▸ Your objective
An exact reprint of the whole listing is what the answer must contain.

::::

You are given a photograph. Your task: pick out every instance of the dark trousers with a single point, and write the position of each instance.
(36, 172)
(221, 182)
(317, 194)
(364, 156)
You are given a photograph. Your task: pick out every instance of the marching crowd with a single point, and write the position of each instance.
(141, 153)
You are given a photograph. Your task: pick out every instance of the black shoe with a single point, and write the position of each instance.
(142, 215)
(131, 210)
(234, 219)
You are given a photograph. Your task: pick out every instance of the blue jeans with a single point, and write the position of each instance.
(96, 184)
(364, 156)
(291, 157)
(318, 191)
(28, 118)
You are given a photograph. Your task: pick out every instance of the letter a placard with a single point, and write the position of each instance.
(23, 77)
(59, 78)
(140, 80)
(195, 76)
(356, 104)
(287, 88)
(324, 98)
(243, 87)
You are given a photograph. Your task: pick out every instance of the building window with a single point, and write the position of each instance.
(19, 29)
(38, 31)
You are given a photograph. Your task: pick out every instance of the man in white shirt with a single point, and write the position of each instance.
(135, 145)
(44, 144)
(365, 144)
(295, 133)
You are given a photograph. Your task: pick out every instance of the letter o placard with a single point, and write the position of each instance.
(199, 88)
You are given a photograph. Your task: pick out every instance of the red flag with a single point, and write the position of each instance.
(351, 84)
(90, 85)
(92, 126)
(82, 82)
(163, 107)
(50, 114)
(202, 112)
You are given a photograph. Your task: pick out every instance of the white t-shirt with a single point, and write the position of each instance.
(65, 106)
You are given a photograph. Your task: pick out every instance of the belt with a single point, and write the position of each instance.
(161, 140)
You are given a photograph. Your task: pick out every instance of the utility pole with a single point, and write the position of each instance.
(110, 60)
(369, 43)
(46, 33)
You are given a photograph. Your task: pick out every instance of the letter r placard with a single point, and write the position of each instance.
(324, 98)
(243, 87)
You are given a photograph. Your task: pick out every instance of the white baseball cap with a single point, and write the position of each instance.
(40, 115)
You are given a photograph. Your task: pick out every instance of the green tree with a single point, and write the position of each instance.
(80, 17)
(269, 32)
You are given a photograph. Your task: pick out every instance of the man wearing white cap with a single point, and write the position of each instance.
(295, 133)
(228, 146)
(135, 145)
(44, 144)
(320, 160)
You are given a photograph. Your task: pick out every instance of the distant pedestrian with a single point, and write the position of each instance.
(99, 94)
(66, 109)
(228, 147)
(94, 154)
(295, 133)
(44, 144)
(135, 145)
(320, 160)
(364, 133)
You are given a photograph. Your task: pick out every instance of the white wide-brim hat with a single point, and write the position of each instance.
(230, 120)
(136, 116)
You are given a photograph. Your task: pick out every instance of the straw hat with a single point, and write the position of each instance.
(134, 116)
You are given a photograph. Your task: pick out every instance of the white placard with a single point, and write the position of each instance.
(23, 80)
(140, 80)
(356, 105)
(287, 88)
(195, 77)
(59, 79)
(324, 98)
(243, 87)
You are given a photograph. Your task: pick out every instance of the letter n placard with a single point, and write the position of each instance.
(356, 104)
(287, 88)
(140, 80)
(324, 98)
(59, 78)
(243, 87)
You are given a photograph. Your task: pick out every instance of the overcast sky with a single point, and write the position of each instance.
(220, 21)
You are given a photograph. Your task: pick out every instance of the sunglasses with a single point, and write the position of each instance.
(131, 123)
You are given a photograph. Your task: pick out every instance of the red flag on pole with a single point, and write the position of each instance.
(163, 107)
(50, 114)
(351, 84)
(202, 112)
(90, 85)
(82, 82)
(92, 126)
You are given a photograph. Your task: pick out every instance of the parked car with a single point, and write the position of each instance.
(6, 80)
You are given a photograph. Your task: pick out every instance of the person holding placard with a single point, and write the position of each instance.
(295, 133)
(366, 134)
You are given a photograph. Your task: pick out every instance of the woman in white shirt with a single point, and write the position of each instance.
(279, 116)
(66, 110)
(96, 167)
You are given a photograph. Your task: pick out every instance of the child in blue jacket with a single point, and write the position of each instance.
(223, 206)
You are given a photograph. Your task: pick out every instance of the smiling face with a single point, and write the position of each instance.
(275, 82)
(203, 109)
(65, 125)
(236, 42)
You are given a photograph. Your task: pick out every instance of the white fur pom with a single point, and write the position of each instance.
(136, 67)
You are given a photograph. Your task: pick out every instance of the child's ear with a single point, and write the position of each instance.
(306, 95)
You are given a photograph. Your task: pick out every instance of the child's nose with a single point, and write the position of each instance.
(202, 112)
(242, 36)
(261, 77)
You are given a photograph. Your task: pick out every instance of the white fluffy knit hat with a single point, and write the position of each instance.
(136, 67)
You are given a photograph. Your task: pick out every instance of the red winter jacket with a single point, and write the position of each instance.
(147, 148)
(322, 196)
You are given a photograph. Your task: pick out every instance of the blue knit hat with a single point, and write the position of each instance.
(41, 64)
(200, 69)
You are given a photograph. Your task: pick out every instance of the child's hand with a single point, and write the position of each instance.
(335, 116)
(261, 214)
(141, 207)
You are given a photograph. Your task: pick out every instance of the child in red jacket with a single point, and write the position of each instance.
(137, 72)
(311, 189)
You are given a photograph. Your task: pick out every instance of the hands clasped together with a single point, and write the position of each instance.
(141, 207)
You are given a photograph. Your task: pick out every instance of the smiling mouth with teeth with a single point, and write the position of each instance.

::::

▸ Output of the task
You are given a photograph. Your task: pick out every instance of the dark trousers with a single point, and write the position of each instance.
(36, 172)
(221, 182)
(317, 194)
(364, 156)
You are given a photograph. Your task: pick out every instance of the marching crowd with a single point, and write the position of each instance.
(141, 153)
You are given a photograph. Your task: pick out every instance of the black shoe with a single point, and write the position of each instance.
(142, 215)
(131, 210)
(234, 219)
You are given a photograph. Your task: pick out every instance of the blue jeans with a single point, and write the position of each instance.
(96, 184)
(364, 156)
(291, 157)
(318, 191)
(28, 118)
You are given a photograph. Your task: pick out every instance of the letter a placard with a single point, and write the position of each instance.
(23, 77)
(59, 78)
(140, 80)
(195, 76)
(356, 104)
(287, 88)
(324, 98)
(243, 87)
You are given a photograph. Your task: pick out every instance of the building window with a single point, and write the position of each instance.
(19, 29)
(38, 31)
You are given a photograph. Your task: pick out every instance of the man in white shirt with a single point, and write the position of each instance.
(135, 145)
(44, 144)
(365, 144)
(295, 133)
You are given a photograph. Your task: pick out every instance of the letter o placard with a single point, and write the position of each instance.
(199, 88)
You are given a photograph. Your task: pick out every instance of the red flag with a single point, and write the position of each instance.
(351, 84)
(90, 85)
(92, 126)
(82, 82)
(163, 107)
(50, 114)
(202, 112)
You are given a photograph. Your task: pick out every instance of the white t-shirt with a single point, and write the position of each instance.
(65, 106)
You are given a photograph. Your task: pick out every instance of the belt with a single point, and write the position of each instance.
(161, 140)
You are given a photograph. Your task: pick out every instance of the utility pole with a single point, and write the position of each instance.
(110, 60)
(369, 43)
(46, 33)
You are given a photograph. Your task: pick out every instance of the letter r placard with a single point, and write the position of each instance.
(324, 98)
(243, 87)
You are given a photograph. Your task: pick out every instance of the white baseball cap with a single point, and write the position of each instance.
(40, 115)
You are given a photograph. Your task: pick out every instance of the green tree with a single point, and write the position of each instance.
(80, 17)
(269, 32)
You are given a photograph. Your task: pick out every instance of the man wearing white cap with a single point, and write the position of each instance.
(295, 133)
(228, 146)
(135, 145)
(44, 144)
(320, 160)
You are given a photograph. Your task: pick out every instance of the distant pedestrian with a single point, and write the position of each instance.
(99, 94)
(66, 109)
(228, 147)
(94, 154)
(295, 133)
(44, 144)
(135, 145)
(320, 160)
(364, 133)
You are given a photograph. Your task: pick out every instance of the white wide-brim hat with a single point, and write the position of each instance.
(230, 120)
(136, 116)
You are given a photograph. Your task: pick out every instance of the straw hat with a single point, and write the position of each instance.
(134, 116)
You are given a photograph. Your task: pick out every instance of the white placard with a single point, and write the position of each instance.
(23, 80)
(140, 80)
(356, 105)
(287, 88)
(195, 77)
(59, 79)
(324, 98)
(243, 87)
You are given a photograph. Your task: pick out every instance of the letter n placard with a single point, and write the position of each instance.
(356, 104)
(287, 88)
(140, 80)
(324, 98)
(59, 78)
(243, 87)
You are given a photograph. Your task: pick out every instance of the overcast sky with a single point, and write the position of each instance.
(220, 21)
You are given a photograph. Your task: pick out every instance of the sunglasses with a single point, and write the position of each instance.
(131, 123)
You are given a photograph. Your task: pick out every instance of the red flag on pole with a single point, and write the position of each instance.
(163, 107)
(50, 114)
(351, 84)
(202, 112)
(90, 85)
(82, 82)
(92, 126)
You are given a photograph. Your task: pick out every instance of the parked car with a single point, and write the position of each instance.
(6, 80)
You are given a photograph. Your task: pick out every instance of the person holding placard with a single point, and write the position of each instance.
(295, 133)
(366, 134)
You are given a photograph. Your task: pick out every instance of the woman in white shirt with a single point, and write the position of each instance.
(279, 116)
(66, 110)
(96, 167)
You are given a photograph. Your task: pick out every instance of the child in blue jacket with a single point, and write the position of each instance.
(223, 206)
You are given a photograph. Your task: pick out every instance of the smiling face with a single point, and write the position of each instance.
(275, 82)
(203, 109)
(65, 125)
(236, 42)
You are given a photograph. Your task: pick out every instance of the white fur pom with a single point, and write the position of each instance.
(136, 67)
You are given a photograph. Your task: pick out every instance of the child's ear with a single point, and write the position of each instance.
(306, 95)
You are given a photograph. Your task: pick out every instance of the child's nose with a single point, and write the position of each instance.
(202, 112)
(242, 36)
(261, 77)
You are given a photograph. Your task: pick out every instance of the white fluffy knit hat with a single point, and write the position of each instance.
(136, 67)
You are given a photograph. Your task: pick out every instance of the red winter jacket with a single point, and write the position of each instance.
(147, 148)
(322, 196)
You are given a photograph. Your task: pick out every instance of the blue knit hat with a single point, and write the position of each instance.
(41, 64)
(200, 69)
You are given a photograph. Your task: pick out every instance of the child's hand with a single point, and write the position of each instance.
(335, 116)
(261, 214)
(141, 207)
You are given a photograph. Your task: pick out every instance of the child in red jacket with a single point, and write the position of each instance.
(137, 72)
(311, 189)
You are given a photograph. Your task: pick out every instance of the hands clasped together with a single point, and write the position of each instance.
(141, 207)
You are given a photograph. Your task: pick out every instance of the smiling mouth with teeth with a single point, and write the position of each instance.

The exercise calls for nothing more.